**YOUR GOAL:** Transcribe the listing below line for line, changing nothing.

--- Begin ---

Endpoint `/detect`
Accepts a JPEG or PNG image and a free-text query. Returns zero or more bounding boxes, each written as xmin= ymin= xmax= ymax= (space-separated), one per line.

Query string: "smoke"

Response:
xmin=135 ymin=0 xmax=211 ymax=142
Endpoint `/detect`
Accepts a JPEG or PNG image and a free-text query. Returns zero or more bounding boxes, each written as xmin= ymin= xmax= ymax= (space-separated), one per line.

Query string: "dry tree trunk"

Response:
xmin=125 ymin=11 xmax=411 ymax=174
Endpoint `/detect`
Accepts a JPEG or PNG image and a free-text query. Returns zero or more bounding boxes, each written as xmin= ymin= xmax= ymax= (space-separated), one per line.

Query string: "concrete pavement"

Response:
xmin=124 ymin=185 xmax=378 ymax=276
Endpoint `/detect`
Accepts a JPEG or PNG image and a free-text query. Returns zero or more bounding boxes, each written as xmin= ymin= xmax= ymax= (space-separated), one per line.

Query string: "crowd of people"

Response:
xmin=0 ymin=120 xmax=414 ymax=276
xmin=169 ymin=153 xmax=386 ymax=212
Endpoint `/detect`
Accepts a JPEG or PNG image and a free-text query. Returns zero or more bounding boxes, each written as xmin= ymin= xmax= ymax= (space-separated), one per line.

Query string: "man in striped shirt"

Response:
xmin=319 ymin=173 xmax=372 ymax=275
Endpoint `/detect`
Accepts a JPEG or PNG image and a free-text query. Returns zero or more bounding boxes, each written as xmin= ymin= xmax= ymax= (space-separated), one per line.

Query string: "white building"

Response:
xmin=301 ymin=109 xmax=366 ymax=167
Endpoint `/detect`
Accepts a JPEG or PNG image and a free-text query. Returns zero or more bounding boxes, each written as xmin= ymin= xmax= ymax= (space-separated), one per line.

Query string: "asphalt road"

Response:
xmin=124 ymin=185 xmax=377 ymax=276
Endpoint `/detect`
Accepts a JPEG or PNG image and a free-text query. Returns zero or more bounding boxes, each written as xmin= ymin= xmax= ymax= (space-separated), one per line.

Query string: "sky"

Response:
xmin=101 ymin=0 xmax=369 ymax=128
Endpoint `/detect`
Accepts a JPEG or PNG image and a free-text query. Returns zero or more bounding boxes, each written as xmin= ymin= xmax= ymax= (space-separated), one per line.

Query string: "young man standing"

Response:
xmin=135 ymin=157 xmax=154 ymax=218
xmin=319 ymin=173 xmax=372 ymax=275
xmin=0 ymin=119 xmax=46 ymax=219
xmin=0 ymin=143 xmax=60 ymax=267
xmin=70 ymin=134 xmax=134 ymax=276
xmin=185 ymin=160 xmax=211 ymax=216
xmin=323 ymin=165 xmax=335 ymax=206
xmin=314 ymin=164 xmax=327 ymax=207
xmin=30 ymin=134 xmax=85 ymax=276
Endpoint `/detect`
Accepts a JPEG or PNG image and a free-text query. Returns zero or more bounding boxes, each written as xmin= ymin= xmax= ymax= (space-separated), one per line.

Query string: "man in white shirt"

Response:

--- End ---

**WRITTEN REPLY:**
Endpoint `/detect`
Accepts a JPEG or PNG image and a free-text query. Returns zero or more bounding boxes, each written as xmin= ymin= xmax= ymax= (space-separated), one per line.

Query string: "smoke"

Response:
xmin=135 ymin=0 xmax=211 ymax=142
Endpoint `/detect`
Accepts a JPEG or PNG image and a free-text query. Returns zero or more bounding boxes, each written as xmin= ymin= xmax= ymax= (space-separated), one per line.

Query string: "dry tree trunk"

Response:
xmin=125 ymin=11 xmax=411 ymax=174
Endpoint `/detect`
Accepts a JPEG or PNG image and a free-text query. Returns zero or more bounding boxes, each written as xmin= ymin= xmax= ymax= (space-separated), one per line.

Query string: "concrete pavement"

Response:
xmin=124 ymin=185 xmax=378 ymax=276
Endpoint `/detect`
Accepts a JPEG or PNG image and a free-text query. Returns zero or more bounding boxes, each written as xmin= ymin= xmax= ymax= (space-separated), one per line.

Query string: "crowd of people"

Response:
xmin=0 ymin=120 xmax=414 ymax=276
xmin=169 ymin=153 xmax=386 ymax=212
Endpoint `/detect`
Accepts a JPEG or PNG image and a free-text query. Returns zero or more bounding boxes, each written as xmin= ymin= xmax= ymax= (space-separated), one per line.

Query string: "man in striped shirt"

Response:
xmin=319 ymin=173 xmax=372 ymax=275
Endpoint `/detect`
Accepts a JPEG or PNG image and a free-text query. Returns zero or more bounding boxes, each written as xmin= ymin= xmax= ymax= (space-separated), one per line.

Query string: "white building"

Response:
xmin=301 ymin=109 xmax=366 ymax=167
Endpoint `/detect`
Accepts a JPEG or PNG image and a free-text query. Returns zero or more bounding boxes, each written as xmin= ymin= xmax= ymax= (space-separated), one per line.

Query string: "asphalt road"

Response:
xmin=124 ymin=185 xmax=377 ymax=276
Endpoint `/detect`
Accepts a JPEG or PNG image and a free-text query. Returns zero or more bounding boxes, each written as xmin= ymin= xmax= ymax= (space-separated), one per line.

Query string: "sky"

Response:
xmin=101 ymin=0 xmax=369 ymax=128
Endpoint `/detect`
Accepts a JPEG or PNG image and a free-text query. Returns zero or more bounding boxes, each written as xmin= ymin= xmax= ymax= (space-separated), one per line.

Query string: "young man standing"

Response:
xmin=135 ymin=157 xmax=154 ymax=218
xmin=319 ymin=173 xmax=372 ymax=275
xmin=0 ymin=119 xmax=46 ymax=219
xmin=0 ymin=143 xmax=60 ymax=267
xmin=70 ymin=134 xmax=134 ymax=276
xmin=185 ymin=160 xmax=211 ymax=216
xmin=323 ymin=165 xmax=335 ymax=206
xmin=314 ymin=164 xmax=327 ymax=207
xmin=30 ymin=134 xmax=85 ymax=276
Endpoint `/detect`
Accepts a JPEG or PNG image and a free-text query. Returns zero or more bounding boxes, each written as xmin= ymin= xmax= ymax= (space-separated), one per line.

Query string: "man in white shirt"

Response:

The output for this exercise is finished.